──────── INPUT ────────
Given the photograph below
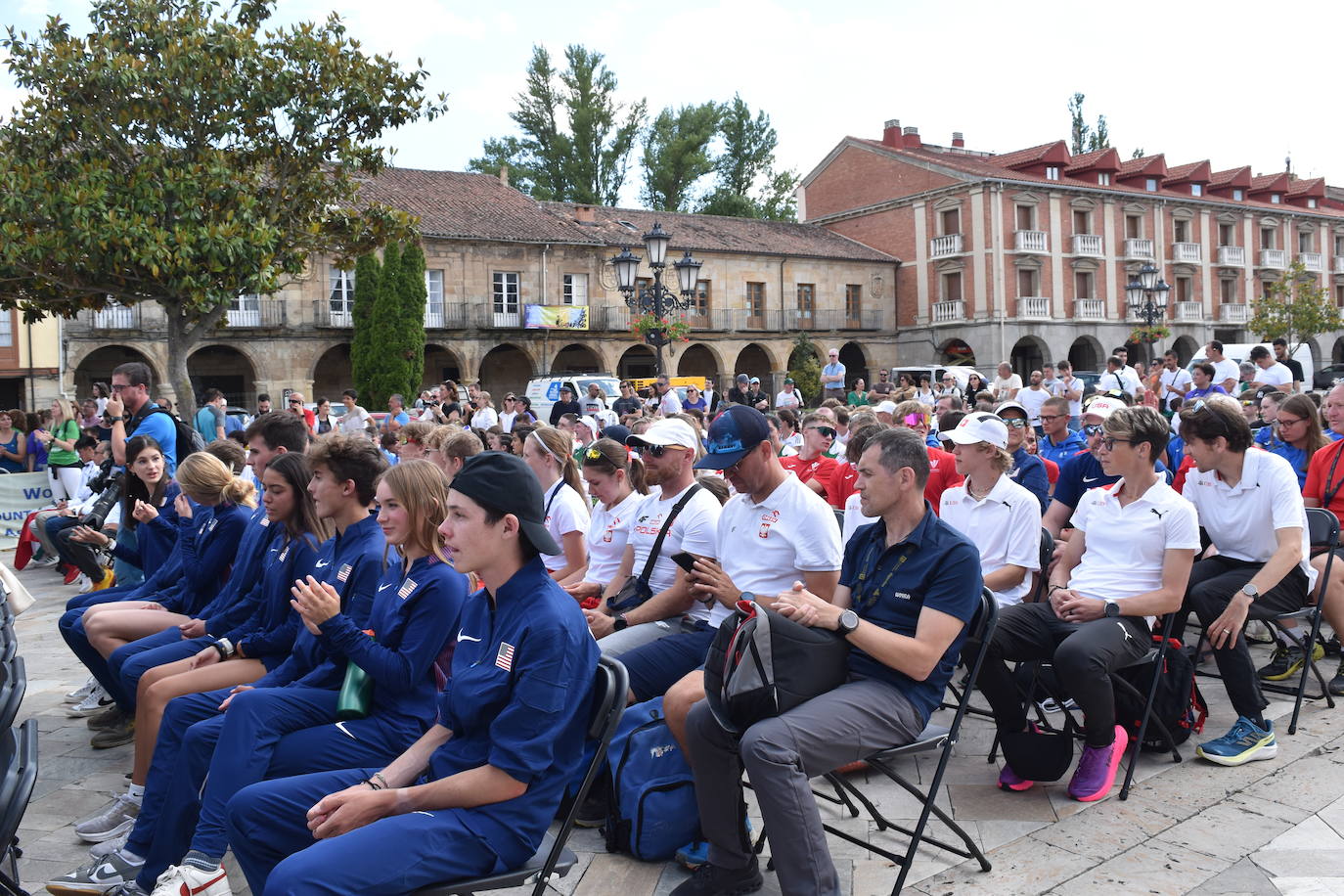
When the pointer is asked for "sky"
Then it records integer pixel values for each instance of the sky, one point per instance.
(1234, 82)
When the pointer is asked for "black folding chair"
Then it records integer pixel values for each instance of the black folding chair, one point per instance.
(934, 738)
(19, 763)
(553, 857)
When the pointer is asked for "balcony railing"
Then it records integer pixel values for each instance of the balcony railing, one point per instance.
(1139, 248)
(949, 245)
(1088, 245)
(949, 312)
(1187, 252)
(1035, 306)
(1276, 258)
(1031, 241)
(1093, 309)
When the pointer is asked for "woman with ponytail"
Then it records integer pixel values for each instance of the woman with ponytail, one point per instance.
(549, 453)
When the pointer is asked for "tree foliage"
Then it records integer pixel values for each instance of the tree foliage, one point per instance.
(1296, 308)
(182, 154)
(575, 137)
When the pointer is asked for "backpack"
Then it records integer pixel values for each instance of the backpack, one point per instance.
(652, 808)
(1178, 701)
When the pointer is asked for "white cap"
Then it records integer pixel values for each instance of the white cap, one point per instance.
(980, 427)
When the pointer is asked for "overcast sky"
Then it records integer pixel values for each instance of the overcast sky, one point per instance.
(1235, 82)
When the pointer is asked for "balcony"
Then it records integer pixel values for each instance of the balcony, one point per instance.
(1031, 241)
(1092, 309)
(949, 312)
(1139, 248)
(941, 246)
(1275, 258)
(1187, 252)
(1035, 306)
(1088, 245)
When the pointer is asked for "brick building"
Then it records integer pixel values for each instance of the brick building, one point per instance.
────────
SET PROBLEM: Copy out the stretch of material from its start through the line containing "(1178, 701)", swapping "balcony railing" for "balcony fence" and changing nothing else. Leave the pictures out of your answer.

REPLY TO THE TASK:
Given the photograph below
When the pointer is asked for "sky"
Then it records integer pixel values for each instance of the sky, one point per instance.
(1234, 82)
When the pointer is asked for "black folding chair"
Then it records integer pixel values for each instance of the black folding chair, one point per instance.
(934, 738)
(19, 763)
(553, 857)
When the pointer is asked for "balcony fence"
Then it records integer pixel values for each instance of the balcony fence, one point per instance.
(1139, 248)
(949, 245)
(1088, 245)
(949, 312)
(1187, 252)
(1035, 306)
(1276, 258)
(1031, 241)
(1093, 309)
When the pointer is asked for "woman with ponytail"
Then it records integer pixel values for each instance of the woman with ponytail, one point per instance.
(549, 453)
When the pointer is asked for "tree foliage"
Then it records integer pixel values for each instance of the tree foliage, one point per instance.
(1296, 308)
(182, 154)
(575, 137)
When the pointer is asked for "backpack"
Then it records integer pixel values for each instance of the backpack, one point per instance.
(652, 808)
(1178, 701)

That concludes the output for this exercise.